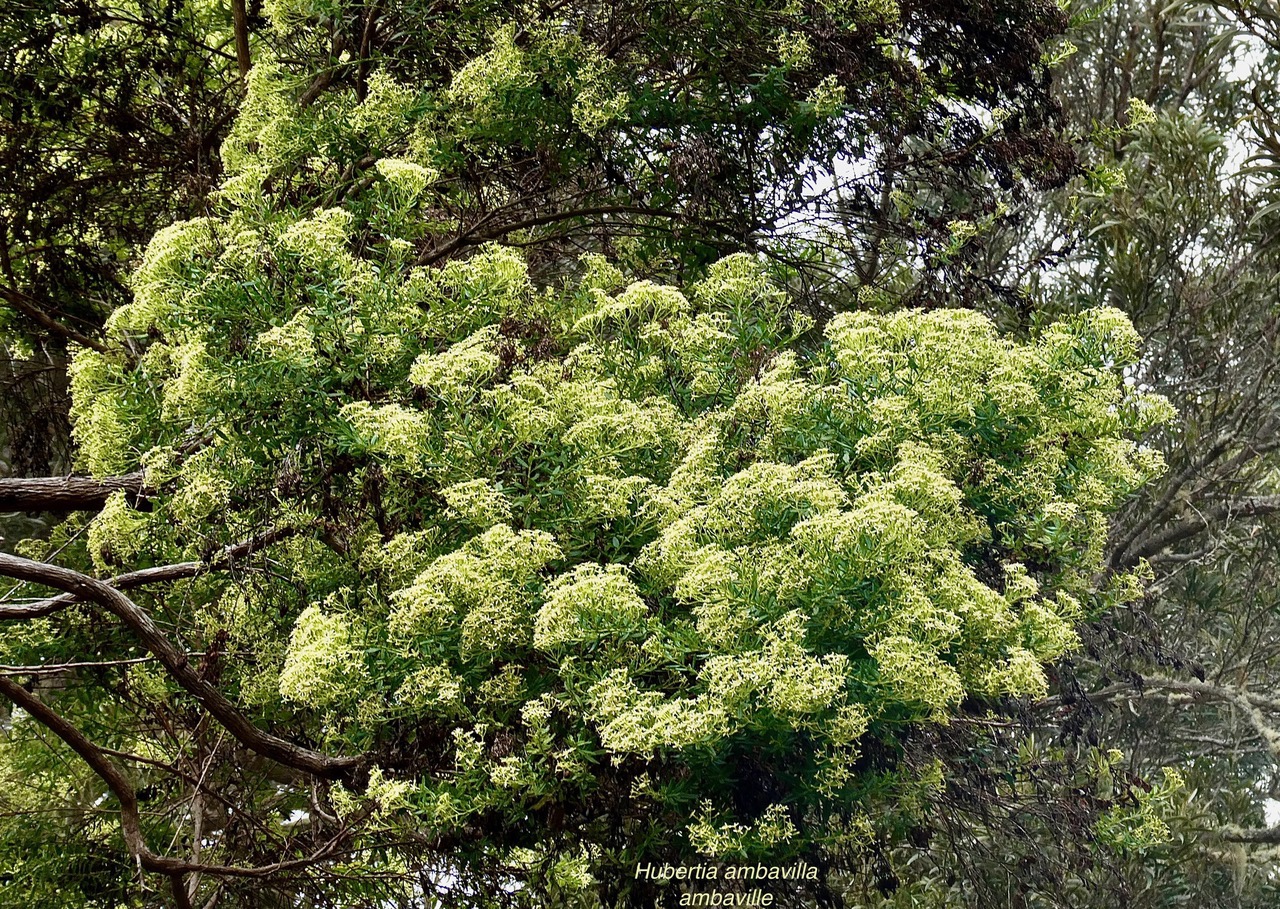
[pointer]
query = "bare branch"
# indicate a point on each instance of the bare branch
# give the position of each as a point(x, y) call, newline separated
point(124, 793)
point(179, 668)
point(64, 493)
point(158, 575)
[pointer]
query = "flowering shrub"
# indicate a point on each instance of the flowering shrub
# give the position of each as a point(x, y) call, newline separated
point(590, 558)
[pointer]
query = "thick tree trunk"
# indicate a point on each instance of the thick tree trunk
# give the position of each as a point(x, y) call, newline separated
point(63, 493)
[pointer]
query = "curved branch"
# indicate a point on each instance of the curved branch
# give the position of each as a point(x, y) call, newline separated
point(90, 589)
point(1152, 544)
point(124, 793)
point(64, 493)
point(158, 575)
point(28, 307)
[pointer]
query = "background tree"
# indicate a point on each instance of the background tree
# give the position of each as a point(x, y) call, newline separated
point(636, 131)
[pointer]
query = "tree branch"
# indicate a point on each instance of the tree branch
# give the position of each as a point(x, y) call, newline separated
point(64, 493)
point(158, 575)
point(124, 793)
point(1152, 544)
point(31, 309)
point(179, 668)
point(240, 24)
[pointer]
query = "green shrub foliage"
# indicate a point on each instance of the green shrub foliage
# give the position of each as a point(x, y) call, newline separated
point(603, 571)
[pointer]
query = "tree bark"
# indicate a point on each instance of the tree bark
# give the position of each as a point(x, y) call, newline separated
point(174, 661)
point(64, 493)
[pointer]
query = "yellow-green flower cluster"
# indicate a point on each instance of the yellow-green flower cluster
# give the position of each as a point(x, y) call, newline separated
point(606, 522)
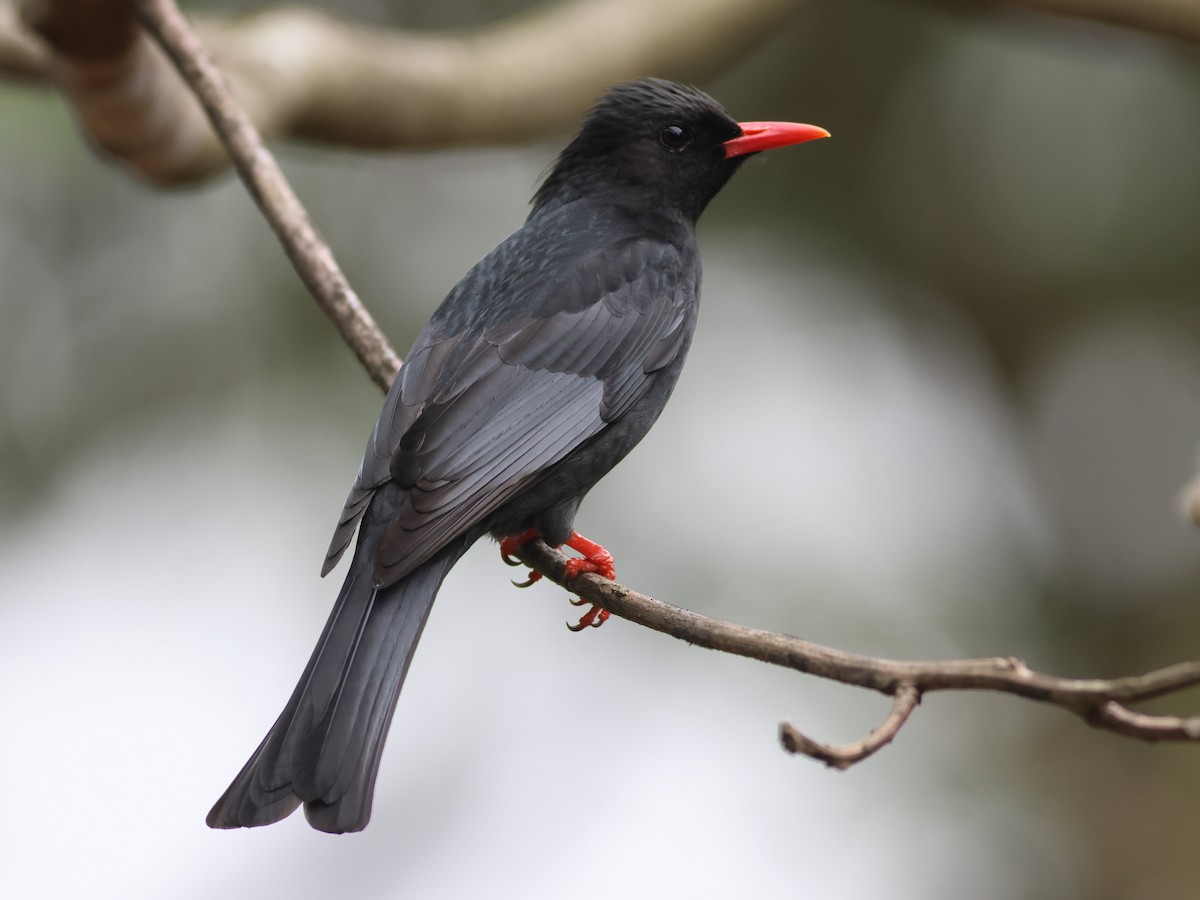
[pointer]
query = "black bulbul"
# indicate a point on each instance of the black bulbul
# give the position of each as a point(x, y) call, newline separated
point(545, 365)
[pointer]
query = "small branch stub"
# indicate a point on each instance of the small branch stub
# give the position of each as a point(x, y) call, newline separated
point(844, 756)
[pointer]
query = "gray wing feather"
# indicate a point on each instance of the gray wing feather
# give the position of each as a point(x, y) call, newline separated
point(475, 415)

TASK TO COMPLETE: Pictures in the records above should not be copied. Repeat everything else exactly.

REPLY:
[pointer]
query = "bare branch"
# indicate a point on each instance of the bare branch
# give the position of each as a point(x, y) call, newline separated
point(124, 793)
point(179, 668)
point(64, 493)
point(158, 575)
[pointer]
query = "flowering shrub"
# indicate a point on each instance of the flowering shrub
# give the position of each as a point(x, y) call, newline separated
point(590, 558)
[pointer]
query = "thick tree trunk"
# indicate a point on each instance of the thick tree trunk
# give the position of each as a point(x, y) call, newline separated
point(63, 493)
[pointer]
query = "curved branch"
# indicate a point on each instance of the curved branch
# give the position of each as a point(x, y) call, newline separated
point(90, 589)
point(1152, 544)
point(124, 793)
point(64, 493)
point(158, 575)
point(28, 307)
[pointer]
query = "background tree"
# indicate a point on each instance of the background tree
# give the position of each as a point(x, y) call, newline separated
point(636, 131)
[pointer]
query = "tree branch"
# indicate a point on each instance of the tree branch
# give the position of each as a point(x, y) call, newline separated
point(64, 493)
point(158, 575)
point(124, 793)
point(1152, 544)
point(31, 309)
point(179, 668)
point(240, 24)
[pointer]
query = "green shrub foliage"
# indicate a point on each instance of the green shrub foliage
# give the position of each as a point(x, y) call, newline separated
point(603, 571)
[pointer]
query = "tree bark"
# indicate a point on each instance of the tree bark
# give the position of each as a point(x, y) call, newline separated
point(174, 661)
point(64, 493)
[pointer]
query = "yellow-green flower cluster"
# indicate a point on each instance of the yellow-green flower cluster
# give the position of each as a point(x, y) call, newline separated
point(606, 522)
[pointer]
query = "black bulbul"
# indicate a point on each instance of the black bulbul
# give the position of each as a point(x, y) call, newline separated
point(545, 365)
[pointer]
query = "small branch stub"
# indicate a point on each instance of the small branch stub
# give the position of each as a point(x, y) call, newline separated
point(844, 756)
[pointer]
query = "gray wing feather"
# indicate a point on each instance of the gray wing feather
# give the position of each as a point(x, y) call, newline separated
point(475, 415)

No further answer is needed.